**Your objective:** Reproduce the section of the pregnancy diary entry that starts with "I Was Wrong" and goes on through "The days drag.", word for word.

**Given passage:**
July 13, 2005
Sigh of relief, my husband is not a carrier for cystic fibrosis.
With that scare come and gone, I question whether I will have some of the less definitive screenings done. Unlike the test for CF markers, these other blood screens only indicate the odds of your baby having certain birth defects. More invasive testing would be needed to confirm results. Since I'm not comfortable with the risks of amniocentesis, I'll forgo the whole kit and caboodle.
Funny, before the CF test, I thought I'd have all the non-invasive screenings my doctor had to offer. Now I realize it was because I never really expected any of them to come back positive. You know, that whole bad-results-happen-to-other-people mentality? Cousin to I'm-a-teenager-I'm-immortal? Well, I've had my reality check, and the potential for false positives and inconclusive alarm bells is more than this anxiety-prone chickadee can handle.
With the scare behind, things have gotten dull.
At eleven weeks, my life feels like a clogged hourglass. That is not a reference to my figure, though I guess it could be (I'm far from showing, but my waist has the ambiguous rectangle of a 9-year-old's.) Time has stopped. I am sure of it. The world is spinning more slowly. Our orbit around the sun has lost momentum. The second trimester is a door at the end of a hallway, a hallway that gets longer with my every step.
Maybe my problem is that I still don't feel pregnant. I've seen the baby in my womb, I have every first trimester symptom recorded, yet... I don't feel the baby inside of me, and I don't look like I have a baby inside of me. I'm just tired, cranky, and generally "blah."
I'm ready to pass the threat of miscarriage and the time of tight waistbands and start filling out those cute maternity clothes.
I Was Wrong
Back when I was waiting to try to conceive, I believed that would be the hardest wait. I envied women who were already trying, because at least they might be pregnant at the end of every cycle. I was downright angry (well, sort of) to see pregnant women complaining about time. After all they at least knew they'd have a baby in nine months, whereas I didn't know when or if I'd conceive.
Yet here I am, realizing that for me, the time did pass faster when I was waiting to conceive, and the time did pass faster when I was trying. Granted, the waits were grueling. The months dragged. Now, though, the weeks drag. The days drag.
The difference is probably as simple as the fact that not only am I waiting, but I am waiting with queasiness, sore boobs, heartburn, pimples, and fatigue. Physical discomfort can slow the clock.

**Record set:**
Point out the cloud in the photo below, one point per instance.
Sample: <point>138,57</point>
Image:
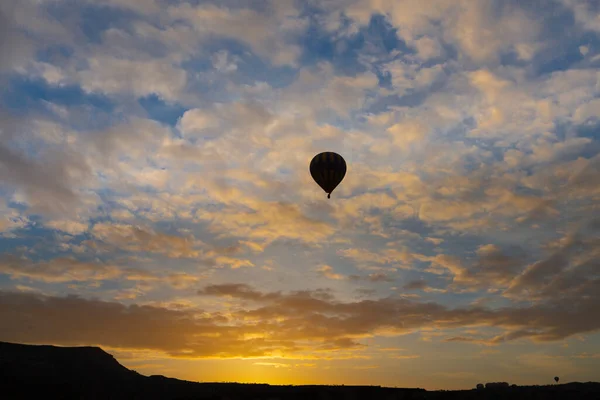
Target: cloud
<point>283,321</point>
<point>327,272</point>
<point>138,77</point>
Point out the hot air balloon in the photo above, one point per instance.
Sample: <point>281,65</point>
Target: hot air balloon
<point>328,169</point>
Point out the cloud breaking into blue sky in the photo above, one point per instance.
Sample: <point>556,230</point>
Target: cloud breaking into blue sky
<point>156,199</point>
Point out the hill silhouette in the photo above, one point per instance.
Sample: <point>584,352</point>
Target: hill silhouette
<point>51,372</point>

**Solved exercise:**
I Was Wrong
Back when I was waiting to try to conceive, I believed that would be the hardest wait. I envied women who were already trying, because at least they might be pregnant at the end of every cycle. I was downright angry (well, sort of) to see pregnant women complaining about time. After all they at least knew they'd have a baby in nine months, whereas I didn't know when or if I'd conceive.
Yet here I am, realizing that for me, the time did pass faster when I was waiting to conceive, and the time did pass faster when I was trying. Granted, the waits were grueling. The months dragged. Now, though, the weeks drag. The days drag.